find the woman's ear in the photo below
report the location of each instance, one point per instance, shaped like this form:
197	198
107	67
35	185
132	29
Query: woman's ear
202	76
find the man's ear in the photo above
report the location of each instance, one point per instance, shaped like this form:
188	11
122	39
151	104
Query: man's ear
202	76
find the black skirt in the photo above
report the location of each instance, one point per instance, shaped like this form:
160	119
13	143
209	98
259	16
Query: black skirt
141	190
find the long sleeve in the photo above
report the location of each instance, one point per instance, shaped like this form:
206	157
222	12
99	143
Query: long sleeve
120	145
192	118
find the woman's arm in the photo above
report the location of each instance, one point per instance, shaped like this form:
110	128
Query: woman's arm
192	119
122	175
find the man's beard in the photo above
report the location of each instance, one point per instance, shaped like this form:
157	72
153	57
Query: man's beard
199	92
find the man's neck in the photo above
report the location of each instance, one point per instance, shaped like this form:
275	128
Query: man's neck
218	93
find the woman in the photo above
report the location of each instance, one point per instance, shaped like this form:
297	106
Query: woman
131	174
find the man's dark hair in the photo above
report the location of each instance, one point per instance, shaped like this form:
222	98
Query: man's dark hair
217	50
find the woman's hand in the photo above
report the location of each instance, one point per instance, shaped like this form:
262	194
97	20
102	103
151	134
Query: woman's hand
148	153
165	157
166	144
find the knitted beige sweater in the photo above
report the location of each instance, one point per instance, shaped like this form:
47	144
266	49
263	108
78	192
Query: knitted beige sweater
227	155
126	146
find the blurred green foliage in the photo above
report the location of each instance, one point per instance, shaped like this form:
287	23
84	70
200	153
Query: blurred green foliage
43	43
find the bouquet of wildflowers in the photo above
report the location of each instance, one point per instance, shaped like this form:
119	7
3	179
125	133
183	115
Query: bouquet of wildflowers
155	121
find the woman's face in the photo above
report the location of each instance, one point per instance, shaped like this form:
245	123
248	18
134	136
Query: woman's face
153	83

════════════════

SET PROBLEM → Repeat the lines from the one containing "find the blurred" through the end of the listing, exactly and without any other lines; both ends are included.

RESPONSE TO THIS TASK →
find the blurred green foliage in the photo above
report the location of each instance, one point per instance, shaped like this form:
287	23
84	70
200	153
Query: blurred green foliage
43	43
find the bouquet of wildflowers in the photo above
report the location of each instance, one point per instance, shaped like this form:
119	7
3	179
125	133
183	115
Query: bouquet of wildflowers
155	121
find the woman's face in the photo above
report the location of each instance, one point per instance, shaped like this form:
245	123
248	18
134	136
Query: woman's face
153	83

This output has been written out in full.